## Supplied material
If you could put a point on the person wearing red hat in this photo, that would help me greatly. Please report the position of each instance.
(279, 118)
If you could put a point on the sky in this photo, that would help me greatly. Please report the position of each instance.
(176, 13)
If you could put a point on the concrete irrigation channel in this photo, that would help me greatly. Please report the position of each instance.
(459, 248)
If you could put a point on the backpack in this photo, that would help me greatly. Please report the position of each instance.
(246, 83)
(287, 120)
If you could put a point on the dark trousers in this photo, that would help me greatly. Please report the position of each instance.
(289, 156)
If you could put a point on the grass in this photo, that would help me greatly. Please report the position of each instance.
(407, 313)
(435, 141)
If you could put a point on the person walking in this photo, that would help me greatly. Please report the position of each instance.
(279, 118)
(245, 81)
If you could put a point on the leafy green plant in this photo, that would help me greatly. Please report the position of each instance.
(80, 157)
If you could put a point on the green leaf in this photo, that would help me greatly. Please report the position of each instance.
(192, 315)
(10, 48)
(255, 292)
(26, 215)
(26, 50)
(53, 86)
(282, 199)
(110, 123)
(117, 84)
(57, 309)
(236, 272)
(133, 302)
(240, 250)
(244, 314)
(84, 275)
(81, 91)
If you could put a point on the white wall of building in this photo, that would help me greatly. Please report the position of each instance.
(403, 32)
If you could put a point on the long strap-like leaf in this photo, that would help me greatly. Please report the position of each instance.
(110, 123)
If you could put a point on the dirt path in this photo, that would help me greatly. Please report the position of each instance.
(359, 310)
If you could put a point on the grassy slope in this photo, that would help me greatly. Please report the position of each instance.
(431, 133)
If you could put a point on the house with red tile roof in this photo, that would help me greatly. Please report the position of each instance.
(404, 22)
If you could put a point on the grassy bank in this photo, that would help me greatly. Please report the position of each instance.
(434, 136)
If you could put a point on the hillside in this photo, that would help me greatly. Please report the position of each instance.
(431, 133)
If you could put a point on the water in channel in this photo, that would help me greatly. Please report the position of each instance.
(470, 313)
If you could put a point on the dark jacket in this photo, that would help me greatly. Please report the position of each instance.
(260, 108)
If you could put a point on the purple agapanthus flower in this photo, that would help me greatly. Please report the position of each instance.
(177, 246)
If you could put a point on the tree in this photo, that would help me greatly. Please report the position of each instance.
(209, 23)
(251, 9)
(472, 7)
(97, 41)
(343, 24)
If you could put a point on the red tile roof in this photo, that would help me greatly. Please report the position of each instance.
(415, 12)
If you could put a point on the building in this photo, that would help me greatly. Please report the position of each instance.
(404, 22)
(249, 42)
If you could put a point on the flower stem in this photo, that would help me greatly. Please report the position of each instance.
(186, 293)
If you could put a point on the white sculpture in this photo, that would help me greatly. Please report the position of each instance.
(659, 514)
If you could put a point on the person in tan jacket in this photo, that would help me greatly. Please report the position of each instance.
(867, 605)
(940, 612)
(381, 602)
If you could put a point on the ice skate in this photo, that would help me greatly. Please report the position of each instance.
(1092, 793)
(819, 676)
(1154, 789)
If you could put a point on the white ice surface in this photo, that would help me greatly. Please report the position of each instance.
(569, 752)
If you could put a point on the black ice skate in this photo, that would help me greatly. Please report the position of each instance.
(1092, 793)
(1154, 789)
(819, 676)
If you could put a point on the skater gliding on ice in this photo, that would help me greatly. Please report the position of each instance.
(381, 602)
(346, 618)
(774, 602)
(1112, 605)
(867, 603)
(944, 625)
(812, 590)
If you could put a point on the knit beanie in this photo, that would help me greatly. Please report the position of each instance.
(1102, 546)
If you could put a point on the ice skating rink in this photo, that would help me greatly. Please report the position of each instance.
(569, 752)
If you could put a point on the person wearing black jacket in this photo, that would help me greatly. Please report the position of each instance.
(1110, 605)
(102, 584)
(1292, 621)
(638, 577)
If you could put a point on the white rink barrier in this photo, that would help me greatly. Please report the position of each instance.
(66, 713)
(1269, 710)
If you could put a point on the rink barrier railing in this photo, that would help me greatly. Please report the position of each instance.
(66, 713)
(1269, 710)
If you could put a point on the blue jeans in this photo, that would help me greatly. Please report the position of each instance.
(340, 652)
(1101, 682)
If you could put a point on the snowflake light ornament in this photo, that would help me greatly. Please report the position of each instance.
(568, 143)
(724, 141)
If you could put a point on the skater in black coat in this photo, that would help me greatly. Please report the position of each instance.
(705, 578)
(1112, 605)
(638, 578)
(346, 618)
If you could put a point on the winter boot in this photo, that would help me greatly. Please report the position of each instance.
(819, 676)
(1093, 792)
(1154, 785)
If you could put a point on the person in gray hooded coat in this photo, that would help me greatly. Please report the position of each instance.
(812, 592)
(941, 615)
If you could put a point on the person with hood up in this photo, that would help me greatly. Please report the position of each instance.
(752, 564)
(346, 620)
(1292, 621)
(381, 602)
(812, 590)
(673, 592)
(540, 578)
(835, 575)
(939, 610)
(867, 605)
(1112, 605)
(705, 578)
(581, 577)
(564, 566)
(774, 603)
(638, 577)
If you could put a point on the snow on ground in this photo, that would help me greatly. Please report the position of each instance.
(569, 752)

## What is expected
Here, the records must be output exactly and in full.

## Response to this task
If you could put a point on the person wearing red hat in this photo, that would help me greatly. Please report the position of each instance.
(279, 118)
If you could put a point on the sky in this photo, that would help me greatly. Please report the position of each instance.
(176, 13)
If you could put a point on the concrete irrigation channel in this photo, that would help me greatly. Please report the position of each instance.
(459, 248)
If you could put a point on the backpack in this photo, that would help me greatly. Please report the position of each instance.
(246, 83)
(287, 120)
If you could put a point on the dark trousers in this photo, that would help me greatly. Please report the position of each instance.
(289, 156)
If you could put a point on the grass in this photo, that would help me greatly. Please report the position of each instance.
(407, 313)
(435, 141)
If you could put a point on the person walking in this photo, that would help me greatly. Please report the position of each instance.
(279, 118)
(245, 81)
If you could put a point on the leafy green plant in this photo, that would help me greatly. Please report the position of each instance.
(80, 157)
If you could put a point on the green leaf in this photo, that would help me greatly. Please report the position of each instance.
(192, 315)
(10, 48)
(255, 292)
(26, 215)
(26, 50)
(53, 86)
(282, 199)
(110, 123)
(117, 84)
(57, 309)
(236, 272)
(133, 302)
(240, 250)
(244, 314)
(84, 275)
(81, 91)
If you could put a point on the white wall of building in this photo, that would help me greatly. Please report the position of each instance.
(403, 32)
If you could put a point on the long strap-like leaf in this photo, that would help me greatly. Please report the position of each instance.
(110, 123)
If you could put a point on the dirt path in this photo, that would help me greatly. Please report the position of each instance.
(359, 310)
If you could put a point on the grassy slope in this photo, that would help me greatly. Please report the position of each instance.
(431, 133)
If you could put a point on the house with red tile roof in this photo, that would help me greatly. Please report the position of each instance.
(404, 22)
If you could put a point on the grassy bank in this photo, that would help me greatly. Please report the position of each instance.
(434, 136)
If you could put a point on the hillside in this photo, that would help me greatly. Please report the position of each instance.
(431, 133)
If you could put a point on the water in channel in this photo, that would help me greatly. Please report the position of each instance.
(470, 313)
If you could put a point on the dark jacket in this photo, that would help me greatly. Please report the position of each instance.
(260, 108)
If you could put a point on the purple agapanthus flower in this photo, that would help me greatly. Please report the position of each instance.
(177, 246)
If you could put a point on the tree in this photo, that would help me greatly. Please report the position of each instance.
(209, 23)
(251, 9)
(472, 7)
(97, 41)
(343, 24)
If you could put a point on the red tile roof in this photo, that would help me greatly. Please report the position of each instance.
(415, 12)
If you could put a point on the building in this photo, that would help me greatly. Please report the position of each instance.
(404, 22)
(249, 42)
If you could put a point on the flower stem in this photo, that would help me greatly. Please report the position of each instance.
(186, 293)
If you could put a point on the white sculpture in this photo, that would help me greatly. Please report the position of each instance.
(659, 514)
If you could put a point on the person in tan jacket in this photo, that would help me greatly. Please report the position of each instance.
(867, 605)
(940, 612)
(381, 602)
If you could put a point on the ice skate in this photo, that would help me greatly. Please report the position of each instance.
(1092, 793)
(819, 676)
(1154, 789)
If you could put a point on the white ice surface in this photo, that would help me greatly. Please report the position of each instance.
(569, 752)
If you could put a point on the black ice skate in this photo, that would help me greatly. Please report the position of each instance.
(1092, 793)
(1154, 789)
(819, 676)
If you could put a point on the skater gliding on ice in this photo, that would help me greatly. Please report the position of each instance.
(381, 602)
(346, 618)
(774, 602)
(1112, 605)
(867, 603)
(944, 625)
(812, 590)
If you could put a point on the knit beanie in this photo, that would help me greatly. Please report the position of each instance.
(1102, 546)
If you could put a point on the ice skating rink in this photo, that would help me greatly. Please report the position of each instance.
(569, 752)
If you could put a point on the person wearing black jacket in this photo, that would help me greatly. Please report the position of each instance.
(1110, 605)
(102, 584)
(1292, 621)
(638, 577)
If you could put a point on the white rink barrier in this photo, that would help me greatly. Please report the position of each instance.
(66, 713)
(1269, 710)
If you could put a point on the rink barrier railing in this photo, that would help me greatly. Please report the position of each instance.
(66, 713)
(1269, 710)
If you could put a point on the blue jeans in this photo, that would help me greatly. Please report the position of each instance.
(340, 652)
(1101, 682)
If you could put a point on the snowflake light ornament in this photo, that would help me greatly. Please report the position of each instance.
(568, 143)
(724, 141)
If you could put a point on the skater in black coat in this photo, that would help me greatly. Please report the position of each instance.
(705, 578)
(1112, 605)
(638, 578)
(346, 618)
If you could put a point on the winter boot in this photo, that would help me greatly. Please report the position of each instance.
(819, 676)
(1093, 792)
(1154, 785)
If you could put a point on the person in gray hooded coat in this photo, that would help me greatly. Please report the position of each instance.
(812, 592)
(941, 615)
If you could put a point on the person with hood up in this photo, that would help me greatly. Please report the position of each instance.
(752, 564)
(346, 620)
(1292, 621)
(381, 602)
(812, 590)
(673, 592)
(540, 578)
(835, 575)
(939, 610)
(867, 605)
(1112, 605)
(705, 578)
(581, 577)
(564, 566)
(774, 603)
(638, 577)
If you could put a point on the snow on ground in this photo, that would help me greatly. Please report the position of each instance.
(569, 752)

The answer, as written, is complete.